*** Begin section ***

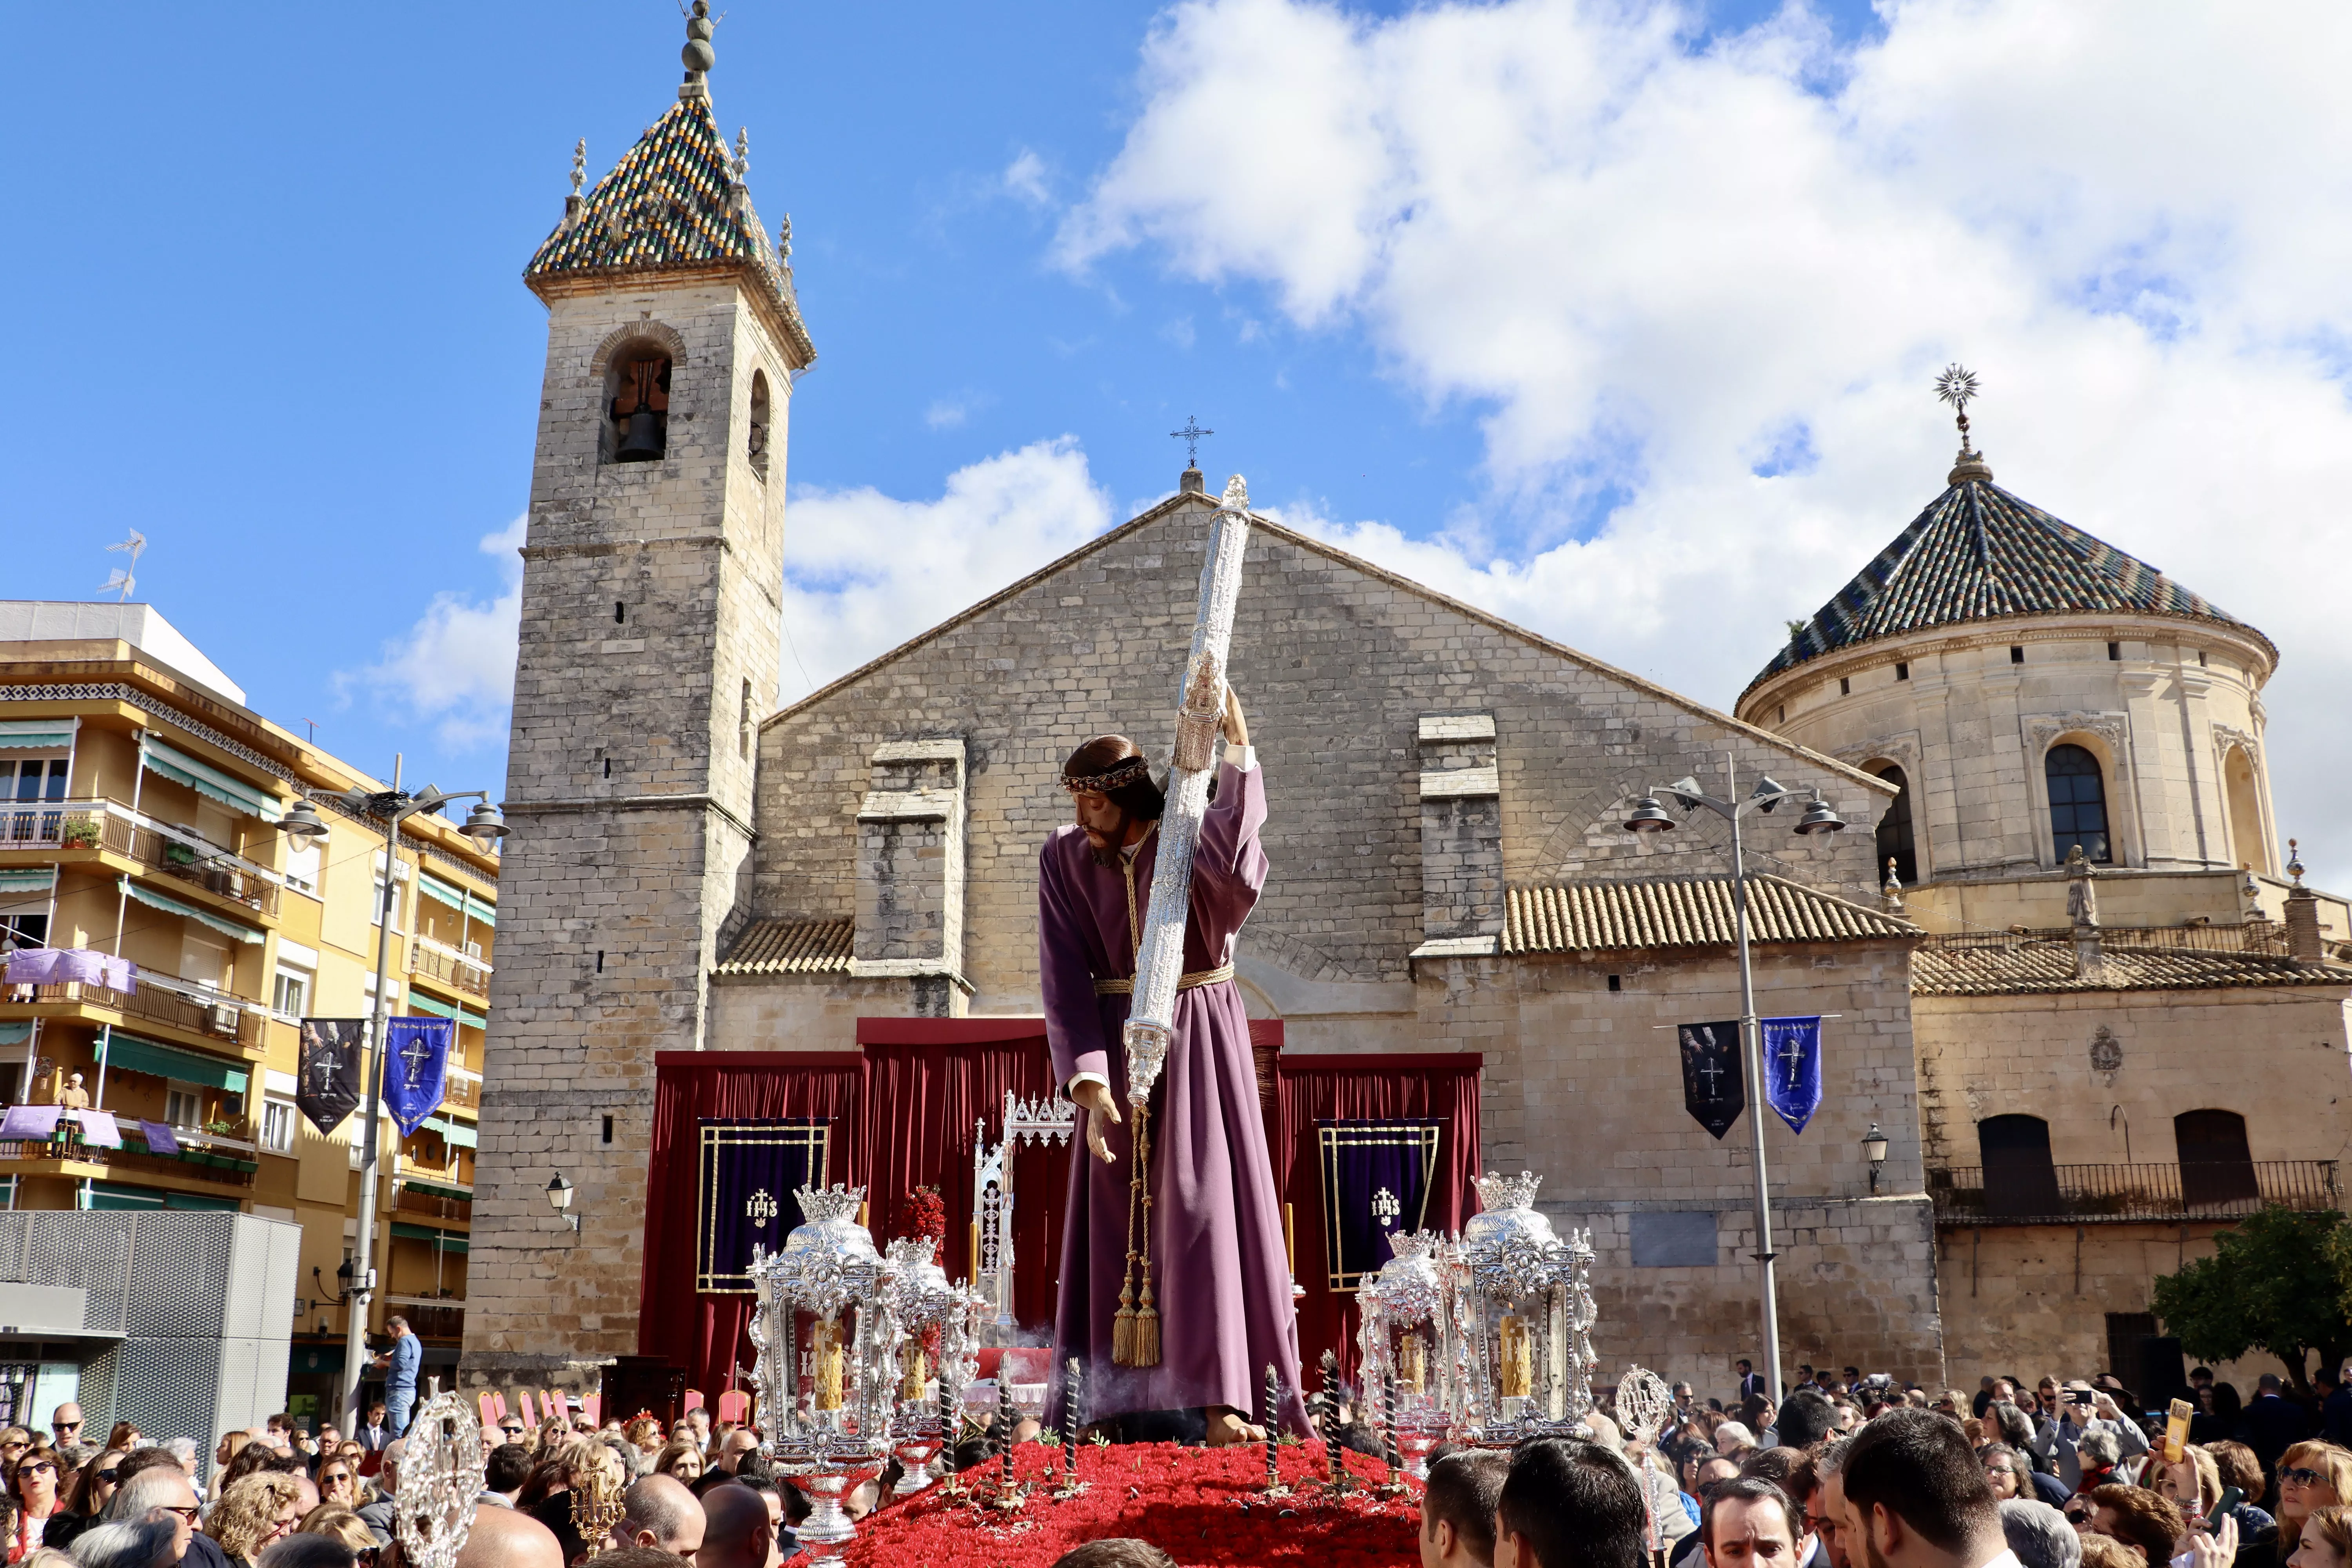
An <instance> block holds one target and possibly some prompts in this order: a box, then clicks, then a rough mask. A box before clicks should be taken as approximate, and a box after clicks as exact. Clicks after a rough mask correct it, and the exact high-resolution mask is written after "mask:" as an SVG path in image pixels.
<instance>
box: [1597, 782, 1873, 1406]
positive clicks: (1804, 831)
mask: <svg viewBox="0 0 2352 1568" xmlns="http://www.w3.org/2000/svg"><path fill="white" fill-rule="evenodd" d="M1663 792H1665V795H1672V797H1675V802H1677V804H1679V806H1682V809H1684V811H1686V813H1689V811H1698V809H1700V806H1705V809H1708V811H1712V813H1715V816H1719V818H1724V820H1726V823H1731V912H1733V924H1736V929H1738V947H1740V1072H1745V1074H1748V1095H1750V1100H1748V1128H1750V1131H1752V1133H1755V1173H1757V1253H1755V1258H1757V1291H1759V1300H1757V1309H1759V1314H1762V1321H1764V1389H1766V1394H1771V1401H1773V1406H1778V1403H1780V1293H1778V1286H1776V1281H1773V1267H1771V1265H1773V1251H1771V1180H1769V1175H1766V1171H1764V1046H1762V1032H1764V1030H1762V1023H1759V1020H1757V985H1755V966H1752V964H1750V957H1748V860H1745V853H1743V842H1740V816H1745V813H1748V811H1771V809H1773V806H1778V804H1780V802H1785V799H1792V797H1795V795H1797V790H1790V788H1788V785H1780V783H1776V780H1773V778H1771V776H1764V778H1757V788H1755V790H1752V792H1750V795H1748V799H1740V797H1738V764H1736V762H1733V757H1731V752H1724V795H1726V799H1717V797H1712V795H1705V792H1703V790H1700V788H1698V780H1696V778H1684V780H1679V783H1672V785H1668V788H1665V790H1663ZM1658 795H1661V790H1649V792H1644V795H1642V799H1637V802H1635V809H1632V813H1630V816H1628V818H1625V830H1628V832H1672V830H1675V827H1679V823H1677V820H1675V818H1672V816H1670V813H1668V811H1665V806H1661V804H1658ZM1811 797H1813V799H1811V804H1806V809H1804V816H1802V818H1799V820H1797V827H1795V830H1797V832H1804V835H1816V832H1837V830H1842V827H1844V825H1846V823H1844V820H1842V818H1839V816H1837V813H1835V811H1830V806H1828V802H1823V799H1820V790H1811Z"/></svg>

*** End section ***

# [Exercise requirements]
Copy every record exactly, dropping the images.

# [Answer section]
An <instance> block holds one target and possibly some prompts in this order: a box, then clicks, then a rough mask. A box before clicks should be taken as approximate, and a box after clicks as exact. Clicks after a rough mask correct it, and the exact high-resolution mask is written after "mask:" as an SVG path in image pixels.
<instance>
box: [1597, 782, 1873, 1406]
positive clicks: (1804, 831)
mask: <svg viewBox="0 0 2352 1568" xmlns="http://www.w3.org/2000/svg"><path fill="white" fill-rule="evenodd" d="M1663 792H1665V795H1672V797H1675V802H1677V804H1679V806H1682V809H1684V811H1686V813H1689V811H1698V809H1700V806H1705V809H1708V811H1712V813H1715V816H1719V818H1724V820H1726V823H1731V912H1733V924H1736V929H1738V947H1740V1072H1745V1074H1748V1095H1750V1100H1748V1128H1750V1131H1752V1133H1755V1173H1757V1253H1755V1258H1757V1291H1759V1300H1757V1309H1759V1314H1762V1321H1764V1389H1766V1394H1771V1401H1773V1406H1778V1403H1780V1293H1778V1286H1776V1281H1773V1267H1771V1265H1773V1251H1771V1180H1769V1175H1766V1171H1764V1046H1762V1032H1764V1030H1762V1023H1759V1020H1757V985H1755V966H1752V964H1750V957H1748V860H1745V853H1743V842H1740V816H1745V813H1748V811H1771V809H1773V806H1778V804H1780V802H1785V799H1792V797H1795V795H1797V790H1790V788H1788V785H1780V783H1776V780H1773V778H1771V776H1764V778H1757V788H1755V790H1752V792H1750V795H1748V799H1740V797H1738V764H1736V762H1733V757H1731V752H1724V795H1726V799H1717V797H1712V795H1705V792H1703V790H1700V788H1698V780H1696V778H1684V780H1679V783H1672V785H1668V788H1665V790H1663ZM1658 795H1661V790H1649V792H1644V795H1642V799H1637V802H1635V809H1632V813H1630V816H1628V818H1625V830H1628V832H1672V830H1675V827H1679V823H1677V820H1675V818H1672V816H1670V813H1668V811H1665V806H1661V804H1658ZM1811 797H1813V799H1811V804H1806V809H1804V816H1802V818H1799V820H1797V827H1795V830H1797V832H1804V835H1816V832H1837V830H1842V827H1844V825H1846V823H1844V820H1842V818H1839V816H1837V813H1835V811H1830V806H1828V802H1823V799H1820V790H1811Z"/></svg>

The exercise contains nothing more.